Remix.run Logo
userbinator a day ago

If you want to keep software working on systems with a 9-bit byte or other weirdness, that's entirely on you. No one else needs or wants the extra complexity. Little endian is logical and won, big endian is backwards and lost for good reason. (Look at how arbitrary precision arithmetic is implemented on a BE system; chances are it's effectively LE anyway.)

ozgrakkurt a day ago | parent | next [-]

You don't need the "Little endian is logical" part.

Most people just don't care and can't be bothered to spend time making sure code is "endian portable".

Couldn't care less if it is easier to "read in crash dumps" TBH.

I don't even write server code to be portable to anything other than x86_64 or lately just use avx512 without any fallback since it is not needed in practice.

I'm not doing anything people care about probably but I imagine it is a similar feeling for people that do.

I would rather have small software that compiles fast than to add 50 #ifdef into it and make it burn my eyes, and spend time thinking "but would this work in big endian"

yjftsjthsd-h a day ago | parent | prev | next [-]

> Little endian is logical and won, big endian is backwards and lost for good reason.

No, BE is logical, but LE is efficient (for machines).

adrian_b a day ago | parent | next [-]

BE is not logical in any way, it is just a tradition, like the use of decimal numbers.

The use of automatic computers has forced a transition from the use of arbitrary conventions that did not have any logical motivation to the most efficient methods of data representation, like binary numbers in little-endian format.

ACTIONS TO TAKE.
1: In the endianness thread, why does the commenter who writes server code only for x86_64 choose not to make code endian portable? Answer in one to three sentences.
2: Pick up the forum thread on endianness after its last comment and continue it.
The listing plays no part in this work.

STORED RECORDS.
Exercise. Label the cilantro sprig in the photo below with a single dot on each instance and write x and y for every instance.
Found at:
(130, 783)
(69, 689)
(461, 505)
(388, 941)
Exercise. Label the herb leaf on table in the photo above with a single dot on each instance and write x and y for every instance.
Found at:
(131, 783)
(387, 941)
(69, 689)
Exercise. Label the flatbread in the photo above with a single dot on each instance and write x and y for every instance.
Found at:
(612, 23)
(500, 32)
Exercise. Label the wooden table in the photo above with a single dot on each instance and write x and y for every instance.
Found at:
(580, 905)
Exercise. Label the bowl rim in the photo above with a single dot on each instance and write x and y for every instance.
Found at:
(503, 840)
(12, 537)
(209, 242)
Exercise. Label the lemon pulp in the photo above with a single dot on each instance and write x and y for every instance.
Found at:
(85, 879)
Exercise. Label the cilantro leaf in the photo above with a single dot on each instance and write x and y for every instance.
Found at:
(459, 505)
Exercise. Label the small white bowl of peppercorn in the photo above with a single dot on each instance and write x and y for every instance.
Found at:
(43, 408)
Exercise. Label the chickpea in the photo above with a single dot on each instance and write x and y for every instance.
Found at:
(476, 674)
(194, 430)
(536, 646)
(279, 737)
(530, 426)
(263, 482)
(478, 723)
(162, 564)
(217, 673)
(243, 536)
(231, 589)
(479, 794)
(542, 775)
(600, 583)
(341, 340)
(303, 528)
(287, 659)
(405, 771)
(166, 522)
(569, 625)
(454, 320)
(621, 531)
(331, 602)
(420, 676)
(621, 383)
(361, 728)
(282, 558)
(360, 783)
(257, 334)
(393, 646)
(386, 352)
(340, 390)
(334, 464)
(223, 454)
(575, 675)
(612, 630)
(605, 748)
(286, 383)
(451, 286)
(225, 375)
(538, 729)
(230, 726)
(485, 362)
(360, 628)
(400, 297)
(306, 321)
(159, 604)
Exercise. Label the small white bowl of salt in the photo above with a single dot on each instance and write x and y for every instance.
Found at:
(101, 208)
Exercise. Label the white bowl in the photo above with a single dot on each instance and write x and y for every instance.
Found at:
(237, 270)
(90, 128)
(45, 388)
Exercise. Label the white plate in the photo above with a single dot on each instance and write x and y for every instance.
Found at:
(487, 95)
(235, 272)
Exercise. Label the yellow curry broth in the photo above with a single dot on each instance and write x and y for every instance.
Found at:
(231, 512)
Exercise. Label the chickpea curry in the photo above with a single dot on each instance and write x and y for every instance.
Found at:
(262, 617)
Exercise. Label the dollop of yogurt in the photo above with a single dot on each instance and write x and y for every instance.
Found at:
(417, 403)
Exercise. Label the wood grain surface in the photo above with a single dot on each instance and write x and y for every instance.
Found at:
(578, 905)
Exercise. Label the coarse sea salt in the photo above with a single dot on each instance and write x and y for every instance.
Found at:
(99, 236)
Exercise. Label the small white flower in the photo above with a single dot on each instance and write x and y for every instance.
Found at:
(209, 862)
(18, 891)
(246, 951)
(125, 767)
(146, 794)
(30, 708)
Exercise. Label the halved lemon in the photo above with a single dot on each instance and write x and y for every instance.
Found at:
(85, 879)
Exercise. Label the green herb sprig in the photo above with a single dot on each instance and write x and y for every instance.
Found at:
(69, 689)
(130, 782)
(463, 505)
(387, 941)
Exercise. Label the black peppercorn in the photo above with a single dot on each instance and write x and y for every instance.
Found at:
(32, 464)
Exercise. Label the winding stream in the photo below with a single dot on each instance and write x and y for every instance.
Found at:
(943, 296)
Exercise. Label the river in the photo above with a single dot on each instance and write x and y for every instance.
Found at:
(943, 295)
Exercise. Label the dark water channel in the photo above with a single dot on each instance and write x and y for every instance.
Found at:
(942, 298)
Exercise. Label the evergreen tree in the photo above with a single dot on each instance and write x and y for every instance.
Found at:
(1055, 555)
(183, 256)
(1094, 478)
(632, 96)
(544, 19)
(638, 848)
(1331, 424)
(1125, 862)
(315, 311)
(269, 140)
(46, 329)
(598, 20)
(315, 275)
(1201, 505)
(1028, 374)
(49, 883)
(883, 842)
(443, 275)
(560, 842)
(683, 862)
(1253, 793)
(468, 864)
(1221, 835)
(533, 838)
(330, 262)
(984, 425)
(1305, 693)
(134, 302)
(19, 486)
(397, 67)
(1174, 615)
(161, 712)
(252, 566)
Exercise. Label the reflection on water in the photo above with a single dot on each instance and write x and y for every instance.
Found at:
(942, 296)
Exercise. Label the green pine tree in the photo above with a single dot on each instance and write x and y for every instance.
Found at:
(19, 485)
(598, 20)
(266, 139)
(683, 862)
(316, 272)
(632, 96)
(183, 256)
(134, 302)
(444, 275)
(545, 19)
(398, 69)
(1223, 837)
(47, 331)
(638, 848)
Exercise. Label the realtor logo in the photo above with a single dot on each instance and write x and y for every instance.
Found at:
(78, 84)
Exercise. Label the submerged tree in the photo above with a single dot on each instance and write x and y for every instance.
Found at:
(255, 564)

RESULTS BY TASK.
1: This commenter would rather have small software that compiles fast than add 50 #ifdef lines that "burn my eyes." They also don't want to spend time wondering whether the code would work in big endian.

2:
Little-endian is more efficient even when you compute by pen on paper, if it feels awkward that is just because you were taught differently as a child.

There are special circumstances when a big-endian representation is the right choice, e.g. when you interpret a bit string as a binary polynomial, in order to implement an error-detection code with a CRC. However, for general-purpose numbers, little-endian is the optimum choice.

lowbloodsugar a day ago | parent | prev [-]

No, BE is intuitive for humans who write digits with the highest power on the left.

LE is logical which is also why it is more efficient and more intuitive for humans once they get past “how we write numbers with a pencil”.

yjftsjthsd-h a day ago | parent | next [-]

No, BE is logical because it puts bits and bytes in the same order. That humans use BE is also nice but secondary to that. I don't have strong feelings about whether fifty-one thousand nine hundred sixty-six is written as 0xcafe or 0xefac, but I feel quite comfortable suggesting that 0xfeca is absurd. (FWIW, this is a weak argument for what computers should do; if LE is more efficient for machines then let them use it)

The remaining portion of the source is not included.